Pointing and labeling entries
_ _ _
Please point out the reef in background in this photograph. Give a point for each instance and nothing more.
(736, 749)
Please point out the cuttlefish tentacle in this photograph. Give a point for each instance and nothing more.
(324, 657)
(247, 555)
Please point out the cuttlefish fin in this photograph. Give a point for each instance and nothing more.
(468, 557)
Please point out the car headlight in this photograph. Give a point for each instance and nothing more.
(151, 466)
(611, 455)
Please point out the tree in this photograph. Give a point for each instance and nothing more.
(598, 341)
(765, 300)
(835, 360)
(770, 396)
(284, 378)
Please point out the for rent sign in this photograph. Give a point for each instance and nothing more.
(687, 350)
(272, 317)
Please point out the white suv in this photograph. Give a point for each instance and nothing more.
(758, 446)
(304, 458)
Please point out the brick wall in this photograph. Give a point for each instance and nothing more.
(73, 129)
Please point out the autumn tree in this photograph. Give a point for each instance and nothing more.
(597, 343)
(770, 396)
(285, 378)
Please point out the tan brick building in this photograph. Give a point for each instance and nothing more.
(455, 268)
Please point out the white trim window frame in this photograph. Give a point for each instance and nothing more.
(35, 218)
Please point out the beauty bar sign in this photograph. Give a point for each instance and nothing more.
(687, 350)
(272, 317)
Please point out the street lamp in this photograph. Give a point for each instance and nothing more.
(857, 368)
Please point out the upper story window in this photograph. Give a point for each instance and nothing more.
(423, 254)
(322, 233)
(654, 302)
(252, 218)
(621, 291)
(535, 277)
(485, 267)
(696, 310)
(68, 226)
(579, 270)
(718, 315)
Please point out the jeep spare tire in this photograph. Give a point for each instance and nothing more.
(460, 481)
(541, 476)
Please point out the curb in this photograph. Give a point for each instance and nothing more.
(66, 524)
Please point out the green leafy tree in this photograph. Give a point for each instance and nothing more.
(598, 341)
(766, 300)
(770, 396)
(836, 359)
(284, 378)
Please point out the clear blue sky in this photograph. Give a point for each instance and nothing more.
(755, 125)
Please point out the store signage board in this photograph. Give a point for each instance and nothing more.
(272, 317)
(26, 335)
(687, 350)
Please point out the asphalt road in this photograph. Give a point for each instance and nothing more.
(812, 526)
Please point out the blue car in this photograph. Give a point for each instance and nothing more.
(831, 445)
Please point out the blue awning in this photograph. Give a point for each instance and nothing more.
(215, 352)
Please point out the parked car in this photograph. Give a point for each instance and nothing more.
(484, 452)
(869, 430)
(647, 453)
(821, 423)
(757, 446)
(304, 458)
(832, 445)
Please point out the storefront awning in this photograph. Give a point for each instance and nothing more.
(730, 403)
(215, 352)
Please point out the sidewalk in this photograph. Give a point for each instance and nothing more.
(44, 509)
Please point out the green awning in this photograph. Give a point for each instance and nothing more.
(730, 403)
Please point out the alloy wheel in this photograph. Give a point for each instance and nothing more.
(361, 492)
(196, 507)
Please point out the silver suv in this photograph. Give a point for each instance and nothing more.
_ _ _
● What this task involves:
Arrange every line of the records above as a JSON list of strings, one string per line, omitting any blank lines.

● Complete output:
[
  "Please point out the reef in background in this photograph. Give a point for each instance and nothing more.",
  "(736, 749)",
  "Please point out the cuttlefish tentacle in this photograph. Give a point for each instance and nothing more.",
  "(324, 657)",
  "(247, 555)",
  "Please point out the cuttlefish fin in this photograph. Give a point for each instance and nothing more.",
  "(468, 557)",
  "Please point out the car headlight in this photograph. Give a point for each instance and nothing more.",
  "(151, 466)",
  "(611, 455)",
  "Please point out the tree in this photograph. Give a point for each instance and nothing more.",
  "(598, 341)",
  "(765, 300)",
  "(835, 360)",
  "(770, 396)",
  "(284, 378)",
  "Please point out the for rent sign in this photograph. Give a point for each instance and nothing more.",
  "(687, 350)",
  "(272, 317)",
  "Please point out the white suv in this photograph. Give a point for each instance and nothing more.",
  "(758, 446)",
  "(304, 458)",
  "Please point out the brick wall in this photograph. Give a point for each instance and nothing more.",
  "(73, 129)",
  "Please point out the autumn tree in this photograph. Give a point for each instance and nothing more.",
  "(597, 343)",
  "(770, 396)",
  "(285, 378)",
  "Please point out the tan brick building in this photograph. Give a point for each instance and nothing more.",
  "(455, 268)",
  "Please point out the white trim window frame in this photograph. Give a point for each instance and nothing more.",
  "(35, 218)",
  "Please point out the beauty bar sign in this photograph. Give a point for each instance and nothing more.",
  "(687, 350)",
  "(272, 317)",
  "Please point out the street lamp in this photograph. Give a point for each instance and nothing more.",
  "(857, 368)",
  "Please point out the upper story window in this photograph. Give a point for each instance and nothing more.",
  "(423, 254)",
  "(322, 233)",
  "(654, 302)",
  "(252, 218)",
  "(621, 291)",
  "(535, 277)",
  "(485, 267)",
  "(696, 310)",
  "(68, 226)",
  "(579, 270)",
  "(718, 315)",
  "Please point out the jeep spare tire in this photograph. Give a point for each instance and nothing more.",
  "(460, 481)",
  "(541, 476)",
  "Please point out the curb in this photograph. Give a point for each instance and nothing more.",
  "(66, 524)",
  "Please point out the green leafy tree in this photograph. Give a point for each instance and nothing more.",
  "(598, 341)",
  "(766, 300)",
  "(770, 396)",
  "(836, 359)",
  "(284, 378)",
  "Please point out the clear blue sky in this photograph. Give a point for each instance and nothing more.",
  "(755, 125)",
  "Please point out the store signage board in this photograph. Give a point for each instance and nothing more.",
  "(272, 317)",
  "(26, 335)",
  "(687, 350)",
  "Please point out the asphalt road in this photograph. Give a point for each instance and nothing more.",
  "(812, 526)",
  "Please point out the blue car in this photograph. Give a point for each instance and nothing more.",
  "(831, 445)",
  "Please point out the blue awning in this photograph. Give a point for each instance and nothing more.",
  "(215, 352)",
  "Please point out the parked car in this photograph. Give a point for each instance and nothing more.",
  "(484, 452)",
  "(869, 430)",
  "(647, 453)",
  "(821, 423)",
  "(757, 446)",
  "(304, 458)",
  "(832, 445)",
  "Please point out the storefront awning in this photograph. Give a point for each instance and nothing more.",
  "(730, 403)",
  "(215, 352)",
  "Please point out the sidewalk in this photograph. Give a point for each instance and nothing more.",
  "(44, 509)",
  "Please point out the green awning in this photograph. Give a point for each instance and nothing more.",
  "(730, 403)",
  "Please point out the alloy wheel in this photograph. Give a point for each instance and nothing more.",
  "(361, 492)",
  "(196, 507)",
  "Please point out the silver suv in this photograph. Give a point for each instance and nothing more."
]